*INSTRUCTIONS TO FOLLOW*:
List each line in the listing below that contains the string "water". Case counts.

*EXTRACTED DATA*:
**********

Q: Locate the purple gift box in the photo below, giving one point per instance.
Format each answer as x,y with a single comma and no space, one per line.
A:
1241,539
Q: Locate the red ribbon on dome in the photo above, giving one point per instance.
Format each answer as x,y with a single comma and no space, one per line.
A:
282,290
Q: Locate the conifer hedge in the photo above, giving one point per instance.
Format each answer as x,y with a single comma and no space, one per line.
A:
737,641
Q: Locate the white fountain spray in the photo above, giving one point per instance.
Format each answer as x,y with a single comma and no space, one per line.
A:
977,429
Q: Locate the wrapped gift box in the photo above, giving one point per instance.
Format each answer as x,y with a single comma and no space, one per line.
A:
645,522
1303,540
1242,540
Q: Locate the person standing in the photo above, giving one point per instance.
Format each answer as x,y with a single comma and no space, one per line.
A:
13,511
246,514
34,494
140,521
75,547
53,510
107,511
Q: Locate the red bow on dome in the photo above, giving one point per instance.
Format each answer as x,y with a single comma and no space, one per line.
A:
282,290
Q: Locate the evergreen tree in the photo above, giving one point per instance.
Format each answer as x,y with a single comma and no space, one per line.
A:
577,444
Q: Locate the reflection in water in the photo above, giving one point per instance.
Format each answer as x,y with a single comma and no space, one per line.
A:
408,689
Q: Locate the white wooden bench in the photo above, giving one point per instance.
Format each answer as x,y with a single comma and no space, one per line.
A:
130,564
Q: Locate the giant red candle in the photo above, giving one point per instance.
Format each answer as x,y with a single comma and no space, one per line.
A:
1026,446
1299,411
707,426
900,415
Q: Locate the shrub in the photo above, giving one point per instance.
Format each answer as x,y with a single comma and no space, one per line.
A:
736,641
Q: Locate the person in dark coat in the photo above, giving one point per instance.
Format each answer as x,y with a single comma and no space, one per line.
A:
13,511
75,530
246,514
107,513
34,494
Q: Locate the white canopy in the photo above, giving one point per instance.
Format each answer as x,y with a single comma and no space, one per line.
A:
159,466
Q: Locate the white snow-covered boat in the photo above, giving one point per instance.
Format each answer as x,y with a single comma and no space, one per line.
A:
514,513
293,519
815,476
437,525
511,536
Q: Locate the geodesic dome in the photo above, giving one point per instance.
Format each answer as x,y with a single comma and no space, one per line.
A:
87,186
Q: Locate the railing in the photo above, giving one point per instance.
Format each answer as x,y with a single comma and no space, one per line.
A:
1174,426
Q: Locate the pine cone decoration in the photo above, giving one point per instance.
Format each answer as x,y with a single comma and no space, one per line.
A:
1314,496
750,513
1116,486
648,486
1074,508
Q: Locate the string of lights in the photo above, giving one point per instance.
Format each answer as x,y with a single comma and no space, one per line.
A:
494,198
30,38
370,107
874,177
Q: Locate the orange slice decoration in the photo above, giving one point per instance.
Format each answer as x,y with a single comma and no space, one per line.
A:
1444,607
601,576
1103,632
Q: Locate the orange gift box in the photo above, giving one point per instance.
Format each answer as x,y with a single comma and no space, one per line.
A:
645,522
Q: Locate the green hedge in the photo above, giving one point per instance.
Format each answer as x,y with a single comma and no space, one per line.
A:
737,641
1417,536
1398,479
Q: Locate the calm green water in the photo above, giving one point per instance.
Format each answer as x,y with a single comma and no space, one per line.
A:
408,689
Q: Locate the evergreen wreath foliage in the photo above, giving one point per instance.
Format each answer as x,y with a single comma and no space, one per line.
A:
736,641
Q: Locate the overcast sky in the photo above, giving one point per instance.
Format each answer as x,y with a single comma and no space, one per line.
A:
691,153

**********

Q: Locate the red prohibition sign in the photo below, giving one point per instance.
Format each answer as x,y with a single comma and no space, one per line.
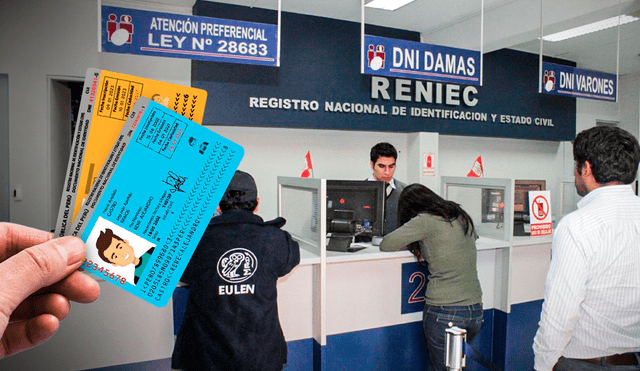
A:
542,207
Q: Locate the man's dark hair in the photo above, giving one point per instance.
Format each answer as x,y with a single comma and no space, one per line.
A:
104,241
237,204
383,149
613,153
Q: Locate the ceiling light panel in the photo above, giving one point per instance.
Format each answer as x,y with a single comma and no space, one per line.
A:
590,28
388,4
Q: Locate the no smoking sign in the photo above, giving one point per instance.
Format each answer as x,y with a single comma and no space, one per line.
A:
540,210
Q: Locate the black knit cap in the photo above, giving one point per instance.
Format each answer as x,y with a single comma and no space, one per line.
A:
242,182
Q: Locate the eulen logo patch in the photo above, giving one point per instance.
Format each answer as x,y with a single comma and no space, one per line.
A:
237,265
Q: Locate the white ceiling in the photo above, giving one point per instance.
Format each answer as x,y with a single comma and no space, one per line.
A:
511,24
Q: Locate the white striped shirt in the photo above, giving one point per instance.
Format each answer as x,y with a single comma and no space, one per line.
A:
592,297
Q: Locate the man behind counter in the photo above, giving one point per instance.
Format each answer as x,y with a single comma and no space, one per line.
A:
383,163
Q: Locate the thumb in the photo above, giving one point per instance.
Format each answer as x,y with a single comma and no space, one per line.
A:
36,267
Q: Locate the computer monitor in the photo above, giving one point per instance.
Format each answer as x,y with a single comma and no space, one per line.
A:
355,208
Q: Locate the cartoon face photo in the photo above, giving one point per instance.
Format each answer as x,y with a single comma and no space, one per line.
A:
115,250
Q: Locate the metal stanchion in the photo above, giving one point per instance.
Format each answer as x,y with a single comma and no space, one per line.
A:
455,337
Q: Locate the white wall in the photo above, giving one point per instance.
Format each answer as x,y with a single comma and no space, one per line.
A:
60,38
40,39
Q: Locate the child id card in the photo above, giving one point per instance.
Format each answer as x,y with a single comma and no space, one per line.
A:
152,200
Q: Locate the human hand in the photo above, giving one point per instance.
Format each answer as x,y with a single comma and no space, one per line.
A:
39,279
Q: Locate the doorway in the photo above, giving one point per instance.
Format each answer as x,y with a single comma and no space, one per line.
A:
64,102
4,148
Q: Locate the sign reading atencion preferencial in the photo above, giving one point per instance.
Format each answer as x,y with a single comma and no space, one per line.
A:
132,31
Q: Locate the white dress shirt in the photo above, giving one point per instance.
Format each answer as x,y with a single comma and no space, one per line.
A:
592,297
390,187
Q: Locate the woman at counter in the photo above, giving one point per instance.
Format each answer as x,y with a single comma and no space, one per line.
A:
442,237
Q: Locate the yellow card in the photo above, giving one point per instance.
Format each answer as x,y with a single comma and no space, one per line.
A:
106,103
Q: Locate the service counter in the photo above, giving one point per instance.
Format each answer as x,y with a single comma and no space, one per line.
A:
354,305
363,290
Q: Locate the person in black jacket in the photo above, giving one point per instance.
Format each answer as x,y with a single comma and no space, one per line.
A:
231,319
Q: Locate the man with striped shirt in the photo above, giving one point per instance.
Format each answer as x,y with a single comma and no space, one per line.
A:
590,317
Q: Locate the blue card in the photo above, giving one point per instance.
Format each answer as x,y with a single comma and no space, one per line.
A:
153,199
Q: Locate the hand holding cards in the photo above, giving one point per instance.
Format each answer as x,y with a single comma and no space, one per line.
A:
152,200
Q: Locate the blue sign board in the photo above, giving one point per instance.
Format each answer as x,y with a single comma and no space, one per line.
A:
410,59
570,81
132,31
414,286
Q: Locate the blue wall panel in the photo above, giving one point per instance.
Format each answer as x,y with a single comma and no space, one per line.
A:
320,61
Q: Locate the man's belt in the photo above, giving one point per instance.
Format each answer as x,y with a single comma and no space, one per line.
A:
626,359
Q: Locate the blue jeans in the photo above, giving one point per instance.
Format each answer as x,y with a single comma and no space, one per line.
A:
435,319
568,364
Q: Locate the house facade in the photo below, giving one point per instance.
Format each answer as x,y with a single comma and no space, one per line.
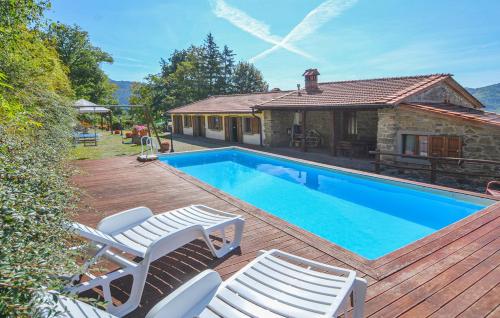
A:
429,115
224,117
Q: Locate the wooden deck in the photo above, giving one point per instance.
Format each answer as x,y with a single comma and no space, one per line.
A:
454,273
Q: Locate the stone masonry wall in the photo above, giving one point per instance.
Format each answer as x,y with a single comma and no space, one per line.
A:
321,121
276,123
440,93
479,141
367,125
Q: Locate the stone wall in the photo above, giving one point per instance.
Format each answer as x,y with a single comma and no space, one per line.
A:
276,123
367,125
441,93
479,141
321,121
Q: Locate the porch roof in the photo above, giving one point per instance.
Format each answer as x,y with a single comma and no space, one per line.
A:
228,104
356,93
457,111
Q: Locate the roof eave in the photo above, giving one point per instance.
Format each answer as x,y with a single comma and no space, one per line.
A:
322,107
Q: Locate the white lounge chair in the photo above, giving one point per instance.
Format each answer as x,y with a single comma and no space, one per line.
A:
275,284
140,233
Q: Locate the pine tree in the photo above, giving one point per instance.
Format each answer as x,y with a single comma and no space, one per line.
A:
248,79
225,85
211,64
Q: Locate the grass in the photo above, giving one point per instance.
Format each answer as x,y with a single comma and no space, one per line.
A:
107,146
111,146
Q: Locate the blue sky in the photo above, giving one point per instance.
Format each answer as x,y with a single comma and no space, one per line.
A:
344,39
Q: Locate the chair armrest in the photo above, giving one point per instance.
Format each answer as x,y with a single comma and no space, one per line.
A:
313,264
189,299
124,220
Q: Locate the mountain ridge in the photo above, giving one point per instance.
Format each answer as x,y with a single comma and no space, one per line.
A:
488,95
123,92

**********

*COMPLETED TASK*:
Q: Locate the reflection in water in the photo above, giving one point per instance.
Q: Locate the calm green water in the photo above, giving one point per instance.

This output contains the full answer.